Directive a -
Reproduce, word for word, the portion of the anime review that opens with the words containing "Less of an open" and closes with "identity and goals.".

The Aquatope on White Sand: CRUNCHYROLL (episodes 1–14 of 24)

It’s lovely, bobbing along,
Bobbing along on the bottom of the beautiful briny sea


Definitely one of the standout shows of the season, Aquatope isn’t an all-action, balls-to-the-wall violent spectacle of animated insanity, so isn’t suited for adrenaline junkies with short attention spans. What it is is an achingly beautiful, melancholic evocation of painful adolescent dreams and longing, frustrated by the inevitability of change. Our two main characters are emotionally stuck — Kukkuru the intense, obsessed blue-haired aquarium attendant desperate to preserve her family’s small, decaying aquarium, and Fuuka the quiet, passive idol singer running away from her former ambitions. Together they develop a close friendship of mutual support when Fuuka ends up as a summer temp worker at the aquarium, staying as a guest at Kukkuru’s home.

Over the course of the first 12 episodes, the main thrust of the plot is Kukkuru’s determination to prevent the inevitable closure of her beloved acquarium. She stubbornly persists despite warnings from every peripheral character that her efforts will be fruitless. Will she overturn the naysayers’ dire predictions? SPOILERS — no, of course not. Despite the ephemeral fantasy trappings of otherwordly visions and diminutive prankster gods, Aquatope is about moving on and adapting when your childhood dreams are crushed by cold reality, growing into adulthood and pursuing new dreams.

Less of an open book than Kukkuru, the quiet Fuuka is more of a mystery. She doesn’t wear her heart on her sleeve, prioritises the feelings of others to her own detriment, exhibits emotional avoidance (especially when dealing with family and career problems) and would seem to play a more passive role. However, her staid, dependable character provides Kukkuru with a place to retreat to when her emotions become overwhelmed, while Kukkuru provides her with energy, inspiration and purpose. She leaves after summer with a clearer picture of her identity and goals.

The upcoming second half skips ahead a year, and life has moved on for both our main duo who have modified their ambitions, yet continue on with life to meet new challenges. With subtly drawn, flawed yet empathetic characters, I can’t wait to see where this stunningly depicted show will take them by the end. Whether this is a cynically produced animated holiday brochure for Okinawa or not, it successfuly makes me pine for the warm white sands, clear seas and bright sun of summer.

Remake Our Life!: CRUNCHYROLL (12 episodes)

So, whose dream will Kyouya destroy next?

Dataset entries -
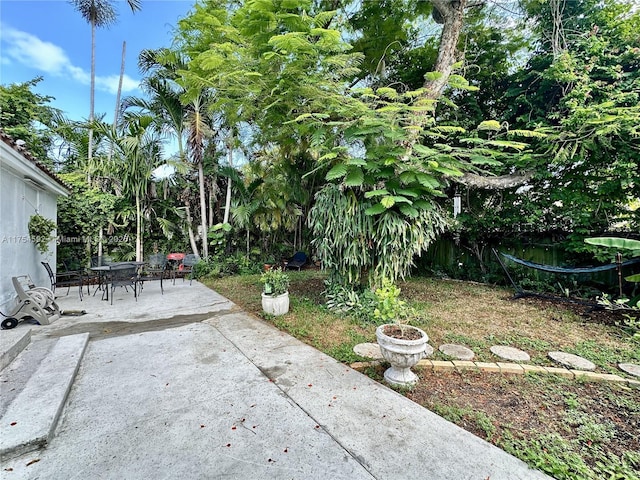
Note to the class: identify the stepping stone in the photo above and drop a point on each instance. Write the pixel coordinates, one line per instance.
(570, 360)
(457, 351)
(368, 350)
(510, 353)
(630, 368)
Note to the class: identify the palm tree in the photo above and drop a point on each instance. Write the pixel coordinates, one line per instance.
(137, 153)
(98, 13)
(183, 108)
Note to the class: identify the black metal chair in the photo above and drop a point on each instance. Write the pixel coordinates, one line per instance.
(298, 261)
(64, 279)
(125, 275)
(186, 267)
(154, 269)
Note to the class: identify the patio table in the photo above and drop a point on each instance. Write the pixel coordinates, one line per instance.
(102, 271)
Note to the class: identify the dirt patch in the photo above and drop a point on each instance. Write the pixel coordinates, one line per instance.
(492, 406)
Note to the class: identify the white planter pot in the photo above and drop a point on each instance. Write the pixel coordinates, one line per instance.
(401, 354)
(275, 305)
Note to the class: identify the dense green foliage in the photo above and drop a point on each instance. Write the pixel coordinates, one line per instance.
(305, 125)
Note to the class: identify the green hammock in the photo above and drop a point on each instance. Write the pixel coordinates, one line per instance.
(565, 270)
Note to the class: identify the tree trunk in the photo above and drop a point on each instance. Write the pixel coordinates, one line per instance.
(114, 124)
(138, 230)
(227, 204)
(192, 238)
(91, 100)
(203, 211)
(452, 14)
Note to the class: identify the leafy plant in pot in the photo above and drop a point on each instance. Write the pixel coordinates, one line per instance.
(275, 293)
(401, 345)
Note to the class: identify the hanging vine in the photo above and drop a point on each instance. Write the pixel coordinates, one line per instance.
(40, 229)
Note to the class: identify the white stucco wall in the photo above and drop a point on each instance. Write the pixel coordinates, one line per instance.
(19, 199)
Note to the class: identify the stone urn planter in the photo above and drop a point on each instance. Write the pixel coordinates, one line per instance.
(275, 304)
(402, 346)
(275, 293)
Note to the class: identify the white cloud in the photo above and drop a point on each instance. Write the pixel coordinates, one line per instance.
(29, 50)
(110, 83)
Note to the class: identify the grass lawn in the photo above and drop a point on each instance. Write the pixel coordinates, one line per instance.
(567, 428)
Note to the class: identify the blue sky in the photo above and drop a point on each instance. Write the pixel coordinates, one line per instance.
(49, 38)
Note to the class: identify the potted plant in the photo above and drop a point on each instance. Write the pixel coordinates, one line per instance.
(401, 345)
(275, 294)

==

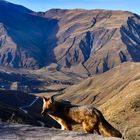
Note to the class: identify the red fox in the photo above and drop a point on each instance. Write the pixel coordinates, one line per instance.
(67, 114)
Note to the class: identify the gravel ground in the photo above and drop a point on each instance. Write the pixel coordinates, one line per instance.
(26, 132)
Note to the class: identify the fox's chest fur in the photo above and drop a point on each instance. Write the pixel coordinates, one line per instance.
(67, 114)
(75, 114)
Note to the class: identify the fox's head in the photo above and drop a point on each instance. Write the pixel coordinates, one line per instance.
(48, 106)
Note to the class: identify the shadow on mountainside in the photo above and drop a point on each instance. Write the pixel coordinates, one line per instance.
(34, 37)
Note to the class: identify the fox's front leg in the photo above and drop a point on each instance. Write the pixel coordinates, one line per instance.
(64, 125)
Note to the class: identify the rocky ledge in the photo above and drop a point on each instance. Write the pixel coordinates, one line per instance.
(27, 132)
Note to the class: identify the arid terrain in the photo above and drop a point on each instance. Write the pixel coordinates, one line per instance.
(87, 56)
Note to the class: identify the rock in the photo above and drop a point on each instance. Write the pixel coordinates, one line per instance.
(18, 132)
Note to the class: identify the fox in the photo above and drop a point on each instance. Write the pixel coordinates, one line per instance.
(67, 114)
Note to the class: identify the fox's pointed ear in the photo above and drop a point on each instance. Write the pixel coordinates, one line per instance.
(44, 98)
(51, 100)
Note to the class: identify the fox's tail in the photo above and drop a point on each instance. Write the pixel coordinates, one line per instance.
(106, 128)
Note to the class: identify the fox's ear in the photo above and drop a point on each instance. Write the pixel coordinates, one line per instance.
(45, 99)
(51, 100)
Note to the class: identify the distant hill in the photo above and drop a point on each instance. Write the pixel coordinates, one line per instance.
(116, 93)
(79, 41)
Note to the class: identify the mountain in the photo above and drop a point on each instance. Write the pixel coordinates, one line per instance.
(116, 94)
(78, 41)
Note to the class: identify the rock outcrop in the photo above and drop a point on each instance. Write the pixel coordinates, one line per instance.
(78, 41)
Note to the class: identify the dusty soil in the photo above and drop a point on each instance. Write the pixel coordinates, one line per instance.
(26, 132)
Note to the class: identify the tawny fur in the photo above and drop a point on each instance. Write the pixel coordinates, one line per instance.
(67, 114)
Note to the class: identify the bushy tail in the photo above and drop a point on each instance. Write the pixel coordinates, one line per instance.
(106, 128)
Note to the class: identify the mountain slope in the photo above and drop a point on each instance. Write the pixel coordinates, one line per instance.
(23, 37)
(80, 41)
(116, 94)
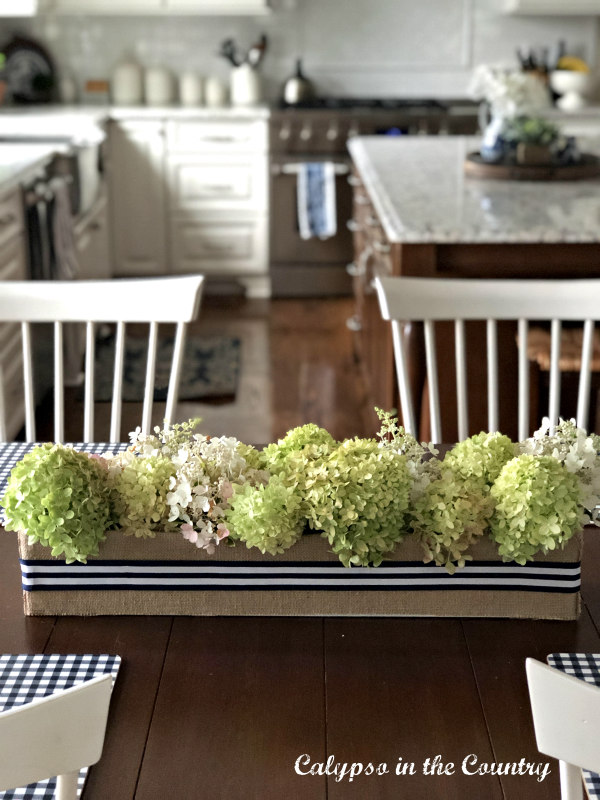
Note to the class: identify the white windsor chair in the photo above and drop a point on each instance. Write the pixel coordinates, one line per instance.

--

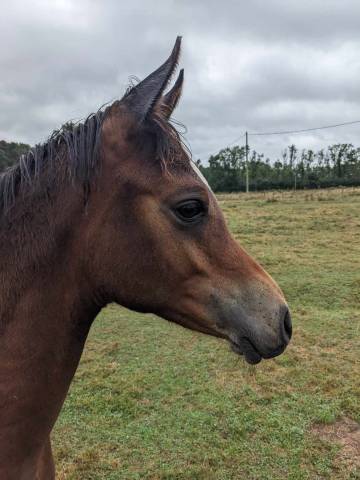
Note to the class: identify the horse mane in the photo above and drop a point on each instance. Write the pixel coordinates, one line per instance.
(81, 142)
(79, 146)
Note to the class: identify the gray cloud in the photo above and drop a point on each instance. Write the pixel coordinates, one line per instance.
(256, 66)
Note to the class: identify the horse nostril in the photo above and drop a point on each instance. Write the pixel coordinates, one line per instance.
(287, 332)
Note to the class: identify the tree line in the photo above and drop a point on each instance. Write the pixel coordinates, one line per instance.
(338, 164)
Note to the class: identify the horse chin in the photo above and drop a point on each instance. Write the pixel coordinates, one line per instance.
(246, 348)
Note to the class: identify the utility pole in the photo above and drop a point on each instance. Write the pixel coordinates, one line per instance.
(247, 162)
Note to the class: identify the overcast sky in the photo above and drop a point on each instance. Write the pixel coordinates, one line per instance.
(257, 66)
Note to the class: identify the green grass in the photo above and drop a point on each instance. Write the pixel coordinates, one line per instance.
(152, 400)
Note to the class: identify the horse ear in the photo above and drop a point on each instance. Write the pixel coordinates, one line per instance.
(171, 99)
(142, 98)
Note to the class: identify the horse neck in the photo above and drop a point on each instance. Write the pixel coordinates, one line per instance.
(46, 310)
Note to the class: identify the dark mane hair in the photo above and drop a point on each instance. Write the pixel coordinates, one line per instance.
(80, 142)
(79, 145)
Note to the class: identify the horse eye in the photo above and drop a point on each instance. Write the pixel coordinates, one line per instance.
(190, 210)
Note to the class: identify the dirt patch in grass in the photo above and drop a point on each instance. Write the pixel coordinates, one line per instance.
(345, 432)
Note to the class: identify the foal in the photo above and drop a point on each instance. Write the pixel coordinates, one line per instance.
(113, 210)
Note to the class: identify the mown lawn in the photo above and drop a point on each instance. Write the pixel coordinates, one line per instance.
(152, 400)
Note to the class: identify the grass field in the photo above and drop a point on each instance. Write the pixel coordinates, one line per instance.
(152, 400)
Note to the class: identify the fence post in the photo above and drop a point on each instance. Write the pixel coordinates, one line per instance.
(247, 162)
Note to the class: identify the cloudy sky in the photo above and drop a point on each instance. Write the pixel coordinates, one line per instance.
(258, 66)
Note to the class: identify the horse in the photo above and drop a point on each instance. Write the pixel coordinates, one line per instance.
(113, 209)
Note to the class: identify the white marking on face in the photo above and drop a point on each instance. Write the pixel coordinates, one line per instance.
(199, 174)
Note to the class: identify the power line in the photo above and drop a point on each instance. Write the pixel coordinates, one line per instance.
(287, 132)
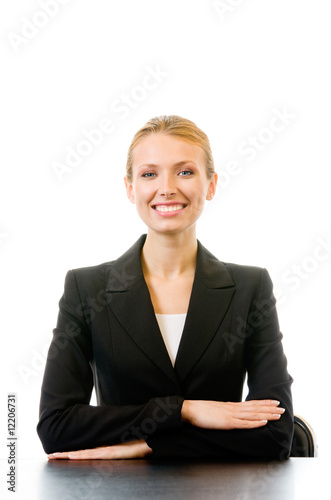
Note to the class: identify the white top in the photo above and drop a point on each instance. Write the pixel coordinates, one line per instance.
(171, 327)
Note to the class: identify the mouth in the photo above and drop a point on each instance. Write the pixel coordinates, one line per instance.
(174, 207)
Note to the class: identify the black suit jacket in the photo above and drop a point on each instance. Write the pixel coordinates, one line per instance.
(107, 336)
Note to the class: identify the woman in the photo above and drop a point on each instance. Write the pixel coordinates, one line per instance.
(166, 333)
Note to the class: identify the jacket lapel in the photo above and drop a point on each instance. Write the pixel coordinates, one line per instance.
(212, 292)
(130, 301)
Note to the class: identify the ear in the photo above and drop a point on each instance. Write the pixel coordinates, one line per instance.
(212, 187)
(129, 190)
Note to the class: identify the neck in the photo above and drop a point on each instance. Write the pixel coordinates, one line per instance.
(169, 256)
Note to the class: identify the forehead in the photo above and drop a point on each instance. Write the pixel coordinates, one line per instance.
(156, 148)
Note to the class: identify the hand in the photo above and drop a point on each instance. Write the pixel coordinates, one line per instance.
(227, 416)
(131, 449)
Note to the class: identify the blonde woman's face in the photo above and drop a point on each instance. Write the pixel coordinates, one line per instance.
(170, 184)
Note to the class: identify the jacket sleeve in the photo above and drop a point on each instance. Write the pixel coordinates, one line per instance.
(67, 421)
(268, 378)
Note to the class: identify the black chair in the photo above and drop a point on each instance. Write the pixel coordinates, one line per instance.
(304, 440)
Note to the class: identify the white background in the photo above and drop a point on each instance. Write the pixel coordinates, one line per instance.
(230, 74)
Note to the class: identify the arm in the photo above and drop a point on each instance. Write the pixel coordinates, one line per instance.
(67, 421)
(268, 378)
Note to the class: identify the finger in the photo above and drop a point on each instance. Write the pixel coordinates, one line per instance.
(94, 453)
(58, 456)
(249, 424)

Directive b -
Select every line of the entries above that contains the word "planter", and copy each such line unchanged.

Output a -
Less of an open book than Kukkuru, the quiet Fuuka is more of a mystery. She doesn’t wear her heart on her sleeve, prioritises the feelings of others to her own detriment, exhibits emotional avoidance (especially when dealing with family and career problems) and would seem to play a more passive role. However, her staid, dependable character provides Kukkuru with a place to retreat to when her emotions become overwhelmed, while Kukkuru provides her with energy, inspiration and purpose. She leaves after summer with a clearer picture of her identity and goals.

Output b -
Note to the class: identify the white planter pot in the photo above and drop a point on each instance. Write the pixel coordinates, one line per instance.
Note to the class: identify the stone urn planter in the photo above and drop a point on each instance. Write the pixel coordinates, one line per instance.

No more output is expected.